The Dooce you say

The Dooce you say

So a weird thing happened on the way to the internet last weekend.

I was wondering what happened to a youtuber I used to watch, Smokey Glow, who had recently said she was
getting sober. I couldn’t find much since she last disappeared and then for some reason I remembered Dooce.
Heather Hamilton, Heather Armstrong, the OG mommy blogger.

I started my online journal before 1998 on my own website using notepad or homesite. Then moved to Livejournal.
At least I think it was before I went to Blogger. After I said things on LiveJournal I shouldn’t have. But didn’t
we all back then. Say things we shouldn’t have. I mean Dooce got fired for saying things about her co-workers
on her blog and then “Dooced” meant to be fired for what you said on your blog. After LJ I went to Blogger for both
my and a blog for Em, Bean Soup. Cause her nickname is Bean. Her site was called Bean Soup

Why Bean? Of course because of the Ultrasound but also because I was so terrified of something going wrong,
because I was convinced I was inherently a bad person, possibly diseased (thank you DeadJackie, you really
did some horrible things to my self image) that I called her “The Bean” as the only way I could get close to
her with some distance in case my evil caused something to happen. Which it didn’t because she has grown into
an amazing and wonderful human being.

A few years later I went to WordPress and there I’ve stayed. My blog was orginally a lot of navel gazing and
things that happened in our spooky group or in my relationships and carefully at work. Not too much has changed
really. A lot of us that started off back then mined our own experience for the writing of the blog posts.

Dooce was the queen of that. She had a quirky voice and wrote about things that weren’t really written about.
She talked about post partum depression, something I experienced but what was not discussed openly way back
then. I also have treatment resistant depression and have at times struggled with my alcohol use.

I started writing more and more openly about the way I was raised with it’s violence, abuse, gaslighting and
drug and/or alchol addiction of both parents. I said things about scene and roomate drama I shouldn’t have
too. Probably about work, though never fired for it.

[Saved data entries]
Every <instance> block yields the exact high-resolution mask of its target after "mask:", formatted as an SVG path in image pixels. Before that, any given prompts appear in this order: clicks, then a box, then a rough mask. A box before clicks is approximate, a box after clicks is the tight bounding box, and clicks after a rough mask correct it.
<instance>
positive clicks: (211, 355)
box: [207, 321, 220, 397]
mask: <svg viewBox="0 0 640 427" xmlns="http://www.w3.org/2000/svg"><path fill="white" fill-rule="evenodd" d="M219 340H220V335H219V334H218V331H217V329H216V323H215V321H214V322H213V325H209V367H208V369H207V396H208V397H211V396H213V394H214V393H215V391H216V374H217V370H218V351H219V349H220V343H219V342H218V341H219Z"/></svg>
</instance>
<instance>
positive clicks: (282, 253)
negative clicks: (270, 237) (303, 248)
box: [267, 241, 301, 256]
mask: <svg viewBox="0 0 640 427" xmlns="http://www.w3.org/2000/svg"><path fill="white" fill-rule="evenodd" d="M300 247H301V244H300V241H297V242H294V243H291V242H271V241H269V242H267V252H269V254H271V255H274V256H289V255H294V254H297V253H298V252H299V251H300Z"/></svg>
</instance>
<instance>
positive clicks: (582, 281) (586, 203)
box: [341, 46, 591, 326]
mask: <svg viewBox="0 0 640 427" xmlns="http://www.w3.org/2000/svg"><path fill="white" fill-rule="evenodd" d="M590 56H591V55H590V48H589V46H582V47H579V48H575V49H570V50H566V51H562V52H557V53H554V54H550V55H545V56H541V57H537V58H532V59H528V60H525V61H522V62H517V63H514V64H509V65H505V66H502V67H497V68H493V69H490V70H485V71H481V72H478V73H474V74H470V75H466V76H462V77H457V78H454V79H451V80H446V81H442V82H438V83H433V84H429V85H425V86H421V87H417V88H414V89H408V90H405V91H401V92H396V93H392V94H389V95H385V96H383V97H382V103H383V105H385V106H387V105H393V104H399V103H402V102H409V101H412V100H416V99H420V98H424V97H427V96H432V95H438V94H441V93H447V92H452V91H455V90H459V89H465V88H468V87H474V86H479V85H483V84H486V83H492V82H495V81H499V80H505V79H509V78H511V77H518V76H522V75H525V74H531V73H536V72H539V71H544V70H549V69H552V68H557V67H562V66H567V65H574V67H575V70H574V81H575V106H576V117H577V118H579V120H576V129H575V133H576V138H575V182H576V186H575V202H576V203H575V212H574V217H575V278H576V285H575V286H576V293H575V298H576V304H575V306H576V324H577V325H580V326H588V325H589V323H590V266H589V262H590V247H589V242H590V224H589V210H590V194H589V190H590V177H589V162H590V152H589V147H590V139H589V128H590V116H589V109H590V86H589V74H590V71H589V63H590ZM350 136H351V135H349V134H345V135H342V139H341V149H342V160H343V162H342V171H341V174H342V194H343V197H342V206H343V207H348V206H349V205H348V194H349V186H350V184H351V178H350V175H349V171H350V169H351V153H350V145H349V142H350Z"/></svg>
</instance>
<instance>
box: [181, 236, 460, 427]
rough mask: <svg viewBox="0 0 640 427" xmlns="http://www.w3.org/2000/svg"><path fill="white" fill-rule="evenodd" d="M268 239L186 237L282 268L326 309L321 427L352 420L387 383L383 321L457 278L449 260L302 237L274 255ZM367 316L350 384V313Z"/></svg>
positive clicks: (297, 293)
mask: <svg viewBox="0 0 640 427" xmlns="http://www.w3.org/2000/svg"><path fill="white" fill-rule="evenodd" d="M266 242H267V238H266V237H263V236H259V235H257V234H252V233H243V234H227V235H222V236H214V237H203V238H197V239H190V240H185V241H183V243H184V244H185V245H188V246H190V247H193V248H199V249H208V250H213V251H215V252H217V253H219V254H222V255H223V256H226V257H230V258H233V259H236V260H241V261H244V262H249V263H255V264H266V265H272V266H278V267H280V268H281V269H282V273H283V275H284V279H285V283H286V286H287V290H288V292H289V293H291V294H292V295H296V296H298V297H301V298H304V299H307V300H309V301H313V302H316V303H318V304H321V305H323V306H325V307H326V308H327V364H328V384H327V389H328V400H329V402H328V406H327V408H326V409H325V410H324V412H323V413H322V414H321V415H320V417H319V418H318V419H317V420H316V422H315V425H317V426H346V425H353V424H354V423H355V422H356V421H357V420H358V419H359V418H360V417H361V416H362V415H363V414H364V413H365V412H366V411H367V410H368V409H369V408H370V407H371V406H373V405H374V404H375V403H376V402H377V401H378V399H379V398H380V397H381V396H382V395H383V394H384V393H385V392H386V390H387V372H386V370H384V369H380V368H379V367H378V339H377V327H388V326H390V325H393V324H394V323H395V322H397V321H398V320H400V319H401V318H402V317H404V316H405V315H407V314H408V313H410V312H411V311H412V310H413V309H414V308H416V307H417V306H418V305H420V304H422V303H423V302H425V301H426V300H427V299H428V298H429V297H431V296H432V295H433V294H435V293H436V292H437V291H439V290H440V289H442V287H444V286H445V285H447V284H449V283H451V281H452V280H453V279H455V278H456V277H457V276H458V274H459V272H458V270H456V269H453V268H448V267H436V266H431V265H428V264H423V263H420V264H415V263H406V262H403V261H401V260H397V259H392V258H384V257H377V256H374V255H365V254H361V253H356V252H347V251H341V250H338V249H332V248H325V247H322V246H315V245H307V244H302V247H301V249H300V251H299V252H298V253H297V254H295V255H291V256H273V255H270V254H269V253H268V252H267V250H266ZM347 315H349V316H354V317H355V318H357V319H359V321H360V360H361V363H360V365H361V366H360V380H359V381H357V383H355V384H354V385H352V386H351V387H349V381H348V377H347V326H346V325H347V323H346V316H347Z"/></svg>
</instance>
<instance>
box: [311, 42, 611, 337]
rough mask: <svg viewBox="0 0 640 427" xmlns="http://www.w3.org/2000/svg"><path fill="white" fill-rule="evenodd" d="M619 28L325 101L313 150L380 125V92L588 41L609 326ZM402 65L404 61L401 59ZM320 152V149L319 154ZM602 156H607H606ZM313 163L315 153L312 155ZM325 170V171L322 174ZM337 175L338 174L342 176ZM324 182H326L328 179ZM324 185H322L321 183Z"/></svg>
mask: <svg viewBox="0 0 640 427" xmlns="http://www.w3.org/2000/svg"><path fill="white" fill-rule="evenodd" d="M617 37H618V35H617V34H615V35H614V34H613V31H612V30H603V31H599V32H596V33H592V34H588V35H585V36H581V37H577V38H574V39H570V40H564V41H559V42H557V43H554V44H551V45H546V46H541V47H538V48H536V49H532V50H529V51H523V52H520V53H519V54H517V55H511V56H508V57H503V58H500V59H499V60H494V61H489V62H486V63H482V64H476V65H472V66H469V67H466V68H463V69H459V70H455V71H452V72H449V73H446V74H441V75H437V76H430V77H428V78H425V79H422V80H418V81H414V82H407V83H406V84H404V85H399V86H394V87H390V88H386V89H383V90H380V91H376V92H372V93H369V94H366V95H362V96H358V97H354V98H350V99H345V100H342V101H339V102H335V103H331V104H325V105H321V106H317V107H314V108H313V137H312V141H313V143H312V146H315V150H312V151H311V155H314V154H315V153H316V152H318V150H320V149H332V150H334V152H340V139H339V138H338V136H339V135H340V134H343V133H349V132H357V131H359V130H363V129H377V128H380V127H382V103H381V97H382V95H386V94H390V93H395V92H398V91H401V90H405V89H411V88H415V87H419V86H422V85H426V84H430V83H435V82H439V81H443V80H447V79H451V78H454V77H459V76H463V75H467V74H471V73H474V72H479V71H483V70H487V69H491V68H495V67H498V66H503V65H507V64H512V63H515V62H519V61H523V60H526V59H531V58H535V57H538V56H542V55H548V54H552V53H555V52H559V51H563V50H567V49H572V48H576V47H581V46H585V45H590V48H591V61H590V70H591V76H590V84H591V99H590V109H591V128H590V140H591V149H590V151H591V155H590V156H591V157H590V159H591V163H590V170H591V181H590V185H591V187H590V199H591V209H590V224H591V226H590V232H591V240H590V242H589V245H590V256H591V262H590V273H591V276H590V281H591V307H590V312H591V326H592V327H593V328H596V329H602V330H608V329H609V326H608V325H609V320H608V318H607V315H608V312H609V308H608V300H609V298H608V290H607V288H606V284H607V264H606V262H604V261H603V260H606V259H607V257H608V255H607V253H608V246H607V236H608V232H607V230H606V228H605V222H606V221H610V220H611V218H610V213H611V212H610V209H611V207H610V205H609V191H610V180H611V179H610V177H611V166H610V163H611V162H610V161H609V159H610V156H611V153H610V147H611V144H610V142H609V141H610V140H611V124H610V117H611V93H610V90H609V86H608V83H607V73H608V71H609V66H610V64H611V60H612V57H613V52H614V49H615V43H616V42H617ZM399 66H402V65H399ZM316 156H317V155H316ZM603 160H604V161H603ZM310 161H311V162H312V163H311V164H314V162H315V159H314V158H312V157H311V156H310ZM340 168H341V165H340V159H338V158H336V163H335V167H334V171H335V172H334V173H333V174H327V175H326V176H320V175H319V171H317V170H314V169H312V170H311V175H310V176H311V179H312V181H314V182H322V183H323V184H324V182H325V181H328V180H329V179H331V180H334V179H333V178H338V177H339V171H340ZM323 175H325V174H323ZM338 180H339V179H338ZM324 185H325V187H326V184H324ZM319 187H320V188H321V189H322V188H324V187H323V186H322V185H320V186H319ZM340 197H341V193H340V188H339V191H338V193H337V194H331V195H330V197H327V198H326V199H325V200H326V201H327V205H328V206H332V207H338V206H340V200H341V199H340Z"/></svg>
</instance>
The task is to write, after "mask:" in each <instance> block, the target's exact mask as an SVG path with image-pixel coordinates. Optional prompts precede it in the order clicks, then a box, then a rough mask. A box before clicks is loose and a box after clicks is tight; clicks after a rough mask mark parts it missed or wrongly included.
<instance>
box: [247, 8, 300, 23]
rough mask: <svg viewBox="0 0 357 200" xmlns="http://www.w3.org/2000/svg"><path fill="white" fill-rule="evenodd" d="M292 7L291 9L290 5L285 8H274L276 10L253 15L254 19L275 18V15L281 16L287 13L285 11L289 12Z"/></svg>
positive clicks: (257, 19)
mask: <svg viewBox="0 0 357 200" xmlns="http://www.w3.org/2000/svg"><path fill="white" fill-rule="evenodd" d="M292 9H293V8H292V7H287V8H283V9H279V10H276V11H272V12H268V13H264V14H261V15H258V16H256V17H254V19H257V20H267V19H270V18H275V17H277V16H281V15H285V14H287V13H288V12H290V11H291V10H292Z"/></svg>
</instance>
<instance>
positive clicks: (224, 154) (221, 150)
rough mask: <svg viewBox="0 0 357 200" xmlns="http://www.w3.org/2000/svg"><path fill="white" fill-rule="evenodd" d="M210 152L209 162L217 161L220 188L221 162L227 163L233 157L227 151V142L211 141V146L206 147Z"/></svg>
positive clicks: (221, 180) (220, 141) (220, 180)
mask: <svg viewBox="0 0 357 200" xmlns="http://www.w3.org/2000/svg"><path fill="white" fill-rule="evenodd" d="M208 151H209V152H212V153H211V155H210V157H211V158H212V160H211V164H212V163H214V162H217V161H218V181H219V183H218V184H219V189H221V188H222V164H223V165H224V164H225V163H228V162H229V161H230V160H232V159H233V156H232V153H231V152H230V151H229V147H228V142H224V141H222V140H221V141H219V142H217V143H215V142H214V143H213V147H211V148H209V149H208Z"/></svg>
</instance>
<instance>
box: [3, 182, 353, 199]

• **Activities**:
a) According to the blog post about Dooce, what did the term "Dooced" come to mean?
b) Reproduce the stretch of the blog post about Dooce from "I started writing" through "fired for it.", switching "drama" to "conflict".
c) Proceed with the blog post about Dooce from its final sentence.

• **Numbered answers**:
a) To be fired for what you said on your blog.

b)
I started writing more and more openly about the way I was raised with it’s violence, abuse, gaslighting and
drug and/or alchol addiction of both parents. I said things about scene and roomate conflict I shouldn’t have
too. Probably about work, though never fired for it.

c)
And in 2002 The Bean came along. And I embraced mommy blogging because she was my everything. She was the
center of my world and honestly remains so even as an adult who is working on 3 degrees and has a fiance.
She was endlessly adorable and interesting and I didn’t want to forget a thing.

Perhaps something like that drove Dooce to write. She wrote very detailed and often hilarious posts about
parenting. Some of them were pretty gross, as parenting often is. Some of them were heartbreaking and some
were just bits of a day in the life.

And there was a community. I was a part of it. Not a big part, but I read and commented. I think once she
replied to a comment and once to an email I sent her about post partem depression. I think, it’s been
a long time. I did read her for years and continue to check in for years after that. I read about her children
growing up as my daughter of a similar age did.

After a while though when it started to feel like I was being intrusive to the Bean’s life, I noted that
Dooce’s blog started feeling too intrusive. Our kids were the same age and we lived in a small town when
Miss Bean was 11. I’m sure you know how nasty school kids can be. And they were. So were some of the teachers.
(Small southern town, we weren’t christian and that was the cure her 4 and 5th grade teacher’s suggested.

Then I started back to work, in the k-12 system in our town and stopped posting about her except when she
was ok with it. And it became about the balance between being a mom and working. And figuring out who I was
after moving back to where I grew up.

It’s not that I quit writing about The Bean, I just gave her refusal rights. Or made myself more circumspect
about it. I think we learned later what we didn’t know at the start–putting your kid’s whole life online
isn’t the best idea. Not nearly as bad as what happens with family vloggers or family youtubers today, but
still too intrusive.

I think Dooce may have been one of the first digital parasocial relationships. We felt like we knew her and
her family when we really didn’t. And now those kids are teenagers or in college and their whole young lives
are still out there, maybe still making money even. Oh what a kerfuffle that was when Dooce put paid banner
ads on her site. We were so naive then, back before anything and everything became monetized.

Dooce was relentlessly bullied online. Sometimes she gave back as good as she got, but there were so
many of them and one of her. Some of the things that were said were vile. And it just went on and on and on.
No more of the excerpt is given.